_Exercise instructions_.
Repeat each of the items below word for word, leaving the pictures out of your answer.

___

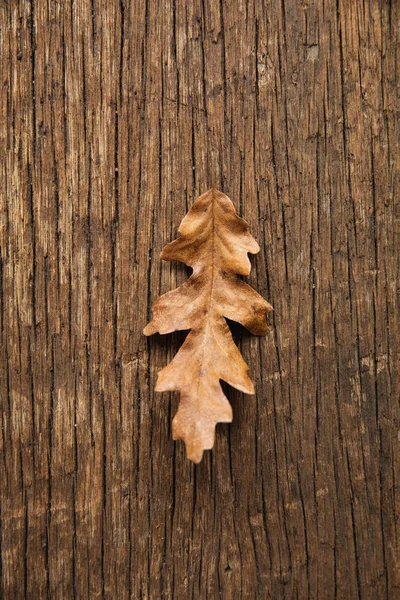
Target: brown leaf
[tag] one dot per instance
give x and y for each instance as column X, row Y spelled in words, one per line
column 214, row 241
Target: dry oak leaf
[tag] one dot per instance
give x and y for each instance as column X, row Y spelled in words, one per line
column 214, row 241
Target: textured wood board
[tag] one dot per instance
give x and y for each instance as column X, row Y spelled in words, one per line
column 115, row 115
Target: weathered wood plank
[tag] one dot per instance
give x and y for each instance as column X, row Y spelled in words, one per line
column 114, row 116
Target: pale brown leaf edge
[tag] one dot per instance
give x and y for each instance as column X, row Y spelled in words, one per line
column 215, row 242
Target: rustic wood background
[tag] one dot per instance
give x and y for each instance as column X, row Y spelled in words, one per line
column 115, row 115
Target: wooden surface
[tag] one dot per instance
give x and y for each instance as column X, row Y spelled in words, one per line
column 115, row 115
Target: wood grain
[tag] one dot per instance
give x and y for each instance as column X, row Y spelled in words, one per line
column 115, row 115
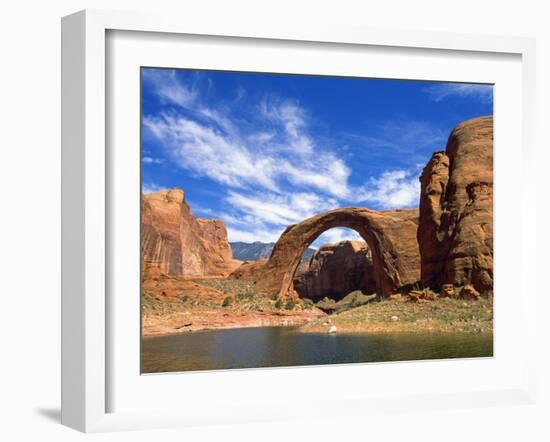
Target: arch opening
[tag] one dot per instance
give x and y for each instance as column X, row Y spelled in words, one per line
column 390, row 236
column 337, row 263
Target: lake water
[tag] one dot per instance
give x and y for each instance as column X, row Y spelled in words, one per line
column 283, row 346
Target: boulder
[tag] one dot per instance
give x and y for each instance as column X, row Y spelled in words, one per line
column 448, row 291
column 336, row 270
column 455, row 233
column 469, row 292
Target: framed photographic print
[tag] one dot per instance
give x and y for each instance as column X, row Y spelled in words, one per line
column 250, row 208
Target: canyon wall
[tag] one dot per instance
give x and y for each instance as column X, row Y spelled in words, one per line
column 176, row 243
column 455, row 233
column 336, row 270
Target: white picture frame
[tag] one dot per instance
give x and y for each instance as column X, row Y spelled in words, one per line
column 86, row 356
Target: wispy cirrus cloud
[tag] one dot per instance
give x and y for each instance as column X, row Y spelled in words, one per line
column 440, row 92
column 395, row 189
column 218, row 150
column 272, row 168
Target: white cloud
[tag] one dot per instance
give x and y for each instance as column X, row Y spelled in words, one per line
column 440, row 92
column 273, row 172
column 276, row 209
column 218, row 150
column 252, row 235
column 151, row 160
column 151, row 188
column 336, row 235
column 392, row 190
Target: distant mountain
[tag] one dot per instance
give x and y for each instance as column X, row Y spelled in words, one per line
column 257, row 250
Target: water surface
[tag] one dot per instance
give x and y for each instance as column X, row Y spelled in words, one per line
column 284, row 346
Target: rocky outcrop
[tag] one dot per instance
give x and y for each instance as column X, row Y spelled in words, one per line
column 336, row 270
column 390, row 235
column 455, row 234
column 176, row 243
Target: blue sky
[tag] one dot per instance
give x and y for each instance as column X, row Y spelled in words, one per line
column 263, row 151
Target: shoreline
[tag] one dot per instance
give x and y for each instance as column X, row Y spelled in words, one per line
column 440, row 316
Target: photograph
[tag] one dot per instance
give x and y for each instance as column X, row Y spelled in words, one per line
column 293, row 220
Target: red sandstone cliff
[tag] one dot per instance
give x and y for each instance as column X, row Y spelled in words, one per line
column 336, row 270
column 176, row 243
column 455, row 233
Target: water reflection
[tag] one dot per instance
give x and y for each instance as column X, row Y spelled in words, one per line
column 283, row 346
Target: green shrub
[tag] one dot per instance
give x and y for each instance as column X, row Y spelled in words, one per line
column 227, row 301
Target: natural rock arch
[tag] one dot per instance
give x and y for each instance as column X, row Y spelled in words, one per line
column 391, row 236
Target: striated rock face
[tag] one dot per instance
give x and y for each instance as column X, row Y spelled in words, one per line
column 390, row 235
column 336, row 270
column 455, row 234
column 176, row 243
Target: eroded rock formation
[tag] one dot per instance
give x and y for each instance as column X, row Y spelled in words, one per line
column 455, row 233
column 390, row 235
column 176, row 243
column 336, row 270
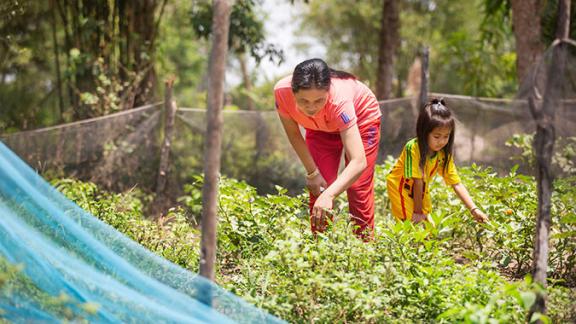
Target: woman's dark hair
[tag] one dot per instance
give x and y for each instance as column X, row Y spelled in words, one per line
column 435, row 114
column 315, row 73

___

_Response_.
Target: brown leaf
[tag] one dot per instance
give x and y for each instance as column X, row Y spelled in words, one per line
column 214, row 241
Target: dry oak leaf
[tag] one dot per instance
give x and y for each instance as column X, row Y spelled in words, one per line
column 214, row 241
Target: textured wood board
[tag] one dot per instance
give x and y for each instance as column X, row Y spelled in words, one per line
column 115, row 115
Target: weathered wood plank
[tag] one dot per instance
give x and y for each instance as column X, row Y spelled in words, one per line
column 114, row 116
Target: pale brown leaf edge
[tag] one dot per instance
give x and y for each instance as column X, row Y spelled in words, one per line
column 215, row 242
Target: rustic wood background
[tag] one dot per instance
give x and y for each instance as column X, row Y spelled in words, one per line
column 115, row 115
Target: wooden surface
[tag] one dot per instance
give x and y for each instance as column X, row Y spelled in words, one per line
column 115, row 115
Target: wood grain
[tag] one dot per instance
give x and y for each instance as column X, row Y spelled in words, one per line
column 115, row 115
Target: arch opening
[tag] one dot per instance
give x and y for each instance as column X, row Y spelled in words, one per line
column 390, row 236
column 337, row 263
Target: lake water
[tag] one dot per instance
give x and y for each instance as column X, row Y spelled in words, one per line
column 283, row 346
Target: boulder
[tag] one dot per instance
give x and y for each instance as column X, row Y spelled in words, one per line
column 448, row 291
column 336, row 270
column 455, row 233
column 469, row 292
Target: framed photographic print
[tag] one dot per instance
give x and y for each instance as column X, row Y spelled in words, one per line
column 250, row 208
Target: canyon wall
[tag] one dot per instance
give x and y for each instance as column X, row Y spelled in words, one per line
column 176, row 243
column 455, row 233
column 336, row 270
Target: white picture frame
[tag] one dot per instance
give x and y for each instance as column X, row Y spelled in words, one per line
column 86, row 356
Target: wispy cirrus cloud
[tag] one dot per instance
give x and y for each instance as column X, row Y spelled in words, one per line
column 440, row 92
column 395, row 189
column 218, row 150
column 272, row 168
Target: white cloud
[tag] one dot per instance
give x and y for each instance as column X, row Y spelled in words, one per line
column 440, row 92
column 273, row 172
column 276, row 209
column 218, row 150
column 252, row 235
column 151, row 160
column 151, row 188
column 336, row 235
column 392, row 190
Target: distant mountain
[tag] one dot per instance
give x and y for each instance as column X, row Y spelled in words, one per line
column 257, row 250
Target: water surface
[tag] one dot per instance
give x and y for each instance as column X, row Y spelled in words, one per line
column 284, row 346
Target: rocky outcrop
[tag] one dot per instance
give x and y for each instance as column X, row Y spelled in words, one per line
column 336, row 270
column 390, row 235
column 455, row 234
column 176, row 243
Target: blue sky
[tag] one dot per instance
give x and y for each instance as column X, row Y spelled in words, one per line
column 263, row 151
Target: shoreline
[tag] one dot per instance
give x and y for each instance as column X, row Y spelled in words, one per line
column 440, row 316
Target: photograph
[tag] one dot per instance
give x and y for each instance as column X, row Y spelled in words, one per line
column 293, row 220
Target: red sandstone cliff
[tag] one dot per instance
give x and y for each instance as column X, row Y spelled in words, one per line
column 336, row 270
column 176, row 243
column 455, row 233
Target: water reflection
[tag] one dot per instance
give x and y for each instance as column X, row Y spelled in words, one per line
column 283, row 346
Target: green shrub
[tag] one dot per instance
give x and y for each instance as column X, row Y spelled in words, one per line
column 227, row 301
Target: natural rock arch
[tag] one dot per instance
give x and y for each instance as column X, row Y spelled in words, one per line
column 391, row 236
Target: striated rock face
[tag] one dot per instance
give x and y for each instance as column X, row Y spelled in words, one per line
column 390, row 235
column 336, row 270
column 455, row 234
column 176, row 243
Target: eroded rock formation
[tag] one dot per instance
give x and y for each instance as column X, row Y spelled in words, one per line
column 455, row 233
column 390, row 235
column 176, row 243
column 336, row 270
Target: woman's dark hair
[tag] one dot per instance
give x and y for each instance as column X, row Y spelled in words, one per line
column 435, row 114
column 315, row 73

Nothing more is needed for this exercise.